The exercise: Repeat the material below exactly, with no pictures.

───── Records to use

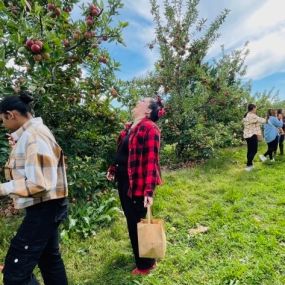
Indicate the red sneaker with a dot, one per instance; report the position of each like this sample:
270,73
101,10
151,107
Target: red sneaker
138,271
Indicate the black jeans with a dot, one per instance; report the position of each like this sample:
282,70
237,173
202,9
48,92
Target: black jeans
252,145
281,144
134,211
271,147
37,243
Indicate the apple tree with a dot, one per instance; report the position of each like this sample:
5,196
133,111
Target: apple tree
57,49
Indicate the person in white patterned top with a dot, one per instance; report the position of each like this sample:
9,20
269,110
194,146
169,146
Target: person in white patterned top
251,133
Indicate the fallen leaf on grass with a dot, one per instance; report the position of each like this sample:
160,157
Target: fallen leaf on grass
199,230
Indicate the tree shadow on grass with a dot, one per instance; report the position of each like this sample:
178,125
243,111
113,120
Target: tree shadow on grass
115,271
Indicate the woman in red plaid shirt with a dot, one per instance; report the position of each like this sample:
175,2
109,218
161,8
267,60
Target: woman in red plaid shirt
137,170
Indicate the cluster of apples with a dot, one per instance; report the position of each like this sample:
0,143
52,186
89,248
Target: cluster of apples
94,11
36,47
52,8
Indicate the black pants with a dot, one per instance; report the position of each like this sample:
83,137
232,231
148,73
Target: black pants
271,148
252,145
37,243
134,211
281,144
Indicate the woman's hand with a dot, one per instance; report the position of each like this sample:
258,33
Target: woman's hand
148,201
110,176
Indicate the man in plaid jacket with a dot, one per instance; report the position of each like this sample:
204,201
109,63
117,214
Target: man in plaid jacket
37,182
137,170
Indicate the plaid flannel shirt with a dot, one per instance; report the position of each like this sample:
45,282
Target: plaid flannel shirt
35,169
143,160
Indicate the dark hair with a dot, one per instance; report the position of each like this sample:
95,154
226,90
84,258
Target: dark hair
19,103
271,112
156,106
250,107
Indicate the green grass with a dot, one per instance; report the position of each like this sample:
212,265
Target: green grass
245,244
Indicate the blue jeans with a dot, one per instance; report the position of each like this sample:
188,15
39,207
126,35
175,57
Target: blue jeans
37,243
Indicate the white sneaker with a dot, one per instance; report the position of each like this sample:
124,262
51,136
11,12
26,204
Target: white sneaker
262,157
249,168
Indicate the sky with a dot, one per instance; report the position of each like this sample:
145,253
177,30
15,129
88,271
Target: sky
259,22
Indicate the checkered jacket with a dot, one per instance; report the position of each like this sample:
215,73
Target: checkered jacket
143,160
35,170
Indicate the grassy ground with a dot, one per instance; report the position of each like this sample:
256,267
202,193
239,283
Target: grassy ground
245,244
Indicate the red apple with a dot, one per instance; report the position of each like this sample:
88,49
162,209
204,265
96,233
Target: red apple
39,43
90,18
88,35
94,10
51,6
103,59
114,92
29,43
35,48
77,35
65,42
89,22
67,9
57,11
46,56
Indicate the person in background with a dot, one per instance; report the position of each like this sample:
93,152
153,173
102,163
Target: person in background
271,134
251,132
137,171
280,117
37,183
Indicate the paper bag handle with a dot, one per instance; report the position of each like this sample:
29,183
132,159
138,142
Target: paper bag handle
148,214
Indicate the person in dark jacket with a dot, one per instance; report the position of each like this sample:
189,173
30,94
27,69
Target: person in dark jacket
137,171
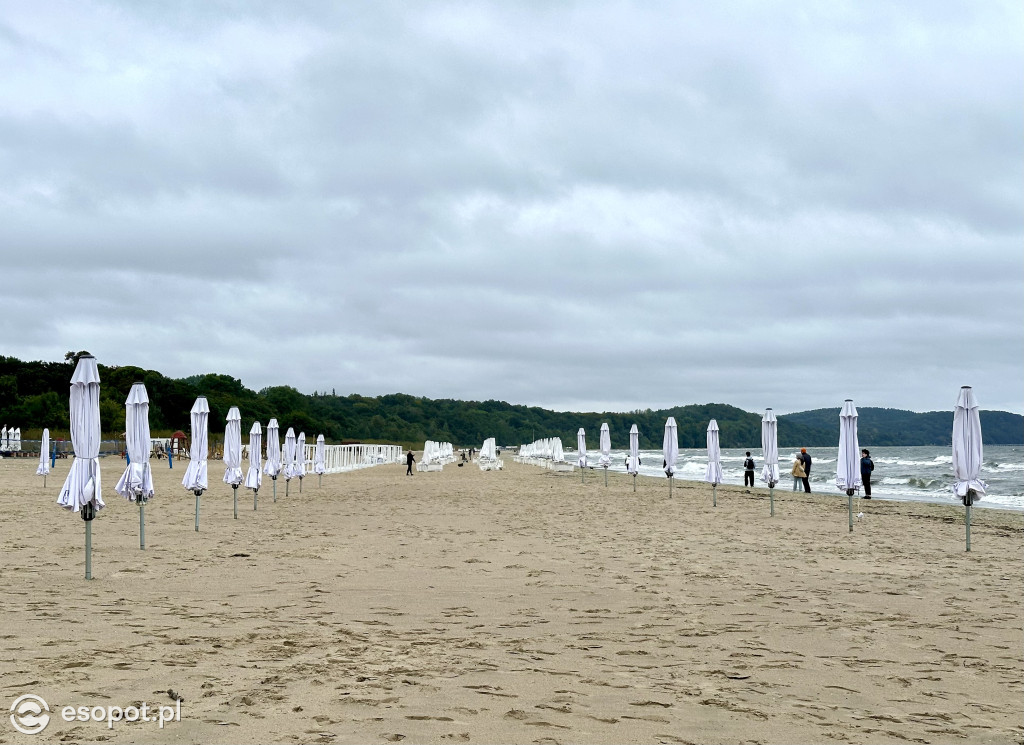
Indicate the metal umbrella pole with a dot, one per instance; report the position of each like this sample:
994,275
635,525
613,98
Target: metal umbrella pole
88,513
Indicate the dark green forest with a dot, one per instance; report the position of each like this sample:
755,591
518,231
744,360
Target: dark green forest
34,395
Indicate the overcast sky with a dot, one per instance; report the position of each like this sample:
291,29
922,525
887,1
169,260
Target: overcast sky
593,206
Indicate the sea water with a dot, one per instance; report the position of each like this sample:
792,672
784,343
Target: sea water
915,474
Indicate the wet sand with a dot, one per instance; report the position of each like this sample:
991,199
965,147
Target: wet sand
511,607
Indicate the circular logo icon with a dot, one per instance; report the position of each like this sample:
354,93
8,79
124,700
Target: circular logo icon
30,714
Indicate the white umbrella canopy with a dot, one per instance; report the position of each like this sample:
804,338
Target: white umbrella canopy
254,478
633,467
136,482
83,483
713,474
232,447
968,447
272,466
320,457
44,454
848,463
670,445
288,457
300,455
769,447
196,474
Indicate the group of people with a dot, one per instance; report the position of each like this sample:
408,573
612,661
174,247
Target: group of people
801,471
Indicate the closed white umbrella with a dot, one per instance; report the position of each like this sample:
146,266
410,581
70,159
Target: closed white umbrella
769,450
254,477
848,462
81,491
44,456
136,482
300,457
670,448
320,457
232,453
272,466
288,457
605,459
713,474
582,451
633,463
196,475
968,453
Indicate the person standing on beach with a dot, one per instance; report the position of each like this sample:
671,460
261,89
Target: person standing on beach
798,472
866,467
806,457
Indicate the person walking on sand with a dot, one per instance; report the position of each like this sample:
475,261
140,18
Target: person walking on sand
806,457
798,472
866,467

──────────

Answer for this exercise:
Indicate the red sneaker with a dot, one per instance; report the position of each like this sample:
270,73
101,10
151,107
Target: red sneaker
138,271
Indicate the black jeans with a dot, one per instance; report the position of each like this sample:
282,70
237,173
202,9
48,92
Target: black jeans
252,145
281,144
134,211
271,147
37,243
Indicate the apple tree with a dot, one per instance; report the position of each like this sample:
5,196
133,111
Target: apple tree
57,49
Indicate the person in white patterned top with a dot, one per instance; report the position of each like this sample:
9,20
269,110
194,146
169,146
Target: person in white patterned top
251,133
Indicate the fallen leaf on grass with a dot, one per instance; report the position of each like this sample:
160,157
Target: fallen leaf on grass
199,230
Indicate the tree shadow on grass with a dot, one per instance; report the position of each like this sample:
178,125
243,111
113,120
Target: tree shadow on grass
115,271
Indicate the woman in red plaid shirt with a dot, one per instance; report the position of each like this sample:
175,2
109,218
161,8
267,60
Target: woman in red plaid shirt
137,170
Indicate the cluster of apples with a dot, one per instance; report the position of each like this sample:
0,143
52,186
89,248
Target: cluster of apples
94,11
36,47
52,8
Indicate the black pants with a dot, one per instance; report the position of each like this sample:
83,137
232,231
148,73
Target: black pants
271,148
252,145
37,243
134,211
281,144
Indicate the woman's hand with a dot, one per instance; report the position of each like this sample:
258,33
Target: woman's hand
148,201
110,176
Indicate the man in plaid jacket with a dot, one per instance; report the position of each like this sample:
204,201
109,63
117,214
Target: man in plaid jacket
37,182
137,170
Indicate the plaid flannel shirt with a dot, one per instance; report the position of each like this sample:
45,282
Target: plaid flannel shirt
35,169
143,160
Indicate the dark hair with a dot, one per instance; report the position of each like this sample:
95,154
226,90
84,258
Target: dark hair
19,103
271,112
156,106
250,107
Indicate the green grass with a dot, one per instance; report the position of each like this sample:
212,265
Target: green grass
245,244
Indicate the blue jeans with a dot, one per instance; report the position of each like this sample:
188,15
39,207
126,35
175,57
Target: blue jeans
37,243
Indicate the white sneaker with a dot, one per instance; report the position of each like this sample:
124,262
51,136
11,12
26,204
Target: white sneaker
262,157
249,168
Indicate the sky with a dot, one per instance; report the position of each like this sample:
145,253
177,30
15,129
88,271
Target: sky
259,22
Indicate the checkered jacket with a dot, one per instance; report the position of each like this sample:
215,73
Target: checkered jacket
143,160
35,170
Indicate the grassy ground with a dot, one per instance; report the position of each like this sample:
256,267
202,193
239,283
Target: grassy ground
245,244
Indicate the red apple with a dot, one per instance; report the position of each like this sample:
88,49
162,209
204,265
96,233
Target: red apple
39,43
90,18
88,35
94,10
51,6
103,59
114,92
29,43
35,48
77,35
65,42
89,22
67,9
57,11
46,56
Indicate the person in background with a dot, one per instance; report the position of each like this sample:
93,152
153,173
102,163
Target: person in background
271,134
251,132
137,171
280,117
37,183
Indicate the paper bag handle with a dot, one per instance; report the position of each like this sample:
29,183
132,159
138,142
Target: paper bag handle
148,214
Indicate the person in dark jacket with a dot, one per instance; report the position of each like this sample:
189,173
30,94
27,69
Target: person in dark jacket
137,171
Indicate the metal umbrella pole with a dot, one per instance; report the position of each like this sample:
994,275
635,525
613,98
Target: metal umbrella pole
88,513
Indicate the dark green forest with a dot, one per instance; report the position of each like this sample:
755,591
518,231
744,360
Target: dark green forest
34,395
Indicate the overcast sky with a dot, one per instance; report the position of each like this sample:
291,29
922,525
887,1
169,260
Target: overcast sky
593,206
Indicate the sea water with a dot, one per instance; report the position of each like this sample:
792,672
784,343
Target: sea water
915,474
Indicate the wet sand with a dot, one per instance; report the position of each like this sample:
991,199
965,147
Target: wet sand
511,607
Indicate the circular logo icon with a dot, one per instance; report the position of each like this sample:
354,93
8,79
124,700
Target: circular logo icon
30,714
Indicate the white umbrella canopy with a dot, one per instance; report the position of each like this sample:
804,338
Target: white umbrella canopy
254,478
633,467
136,482
83,483
713,474
232,447
968,447
272,466
320,457
44,454
848,463
670,445
288,457
300,455
769,447
196,474
Indicate the group of people with a dot, one per instance; report the position of each like this sample:
408,573
612,661
174,247
Target: group of people
801,471
Indicate the closed white umbrella with a dot, one per instance; report the position of each like this sample:
146,266
410,581
70,159
Target: closed white umbrella
769,450
254,477
848,462
81,491
44,456
136,482
300,457
670,448
320,457
232,453
272,466
288,457
605,459
713,474
582,451
633,463
196,475
968,453
Indicate the person standing on beach with a dot, one per instance; report the position of each like this sample:
671,460
261,89
Target: person standing on beach
798,472
866,467
806,457
Indicate the person walking on sand with a dot, one per instance; report the position of each like this sample:
475,261
140,18
Target: person walking on sand
806,457
798,472
866,467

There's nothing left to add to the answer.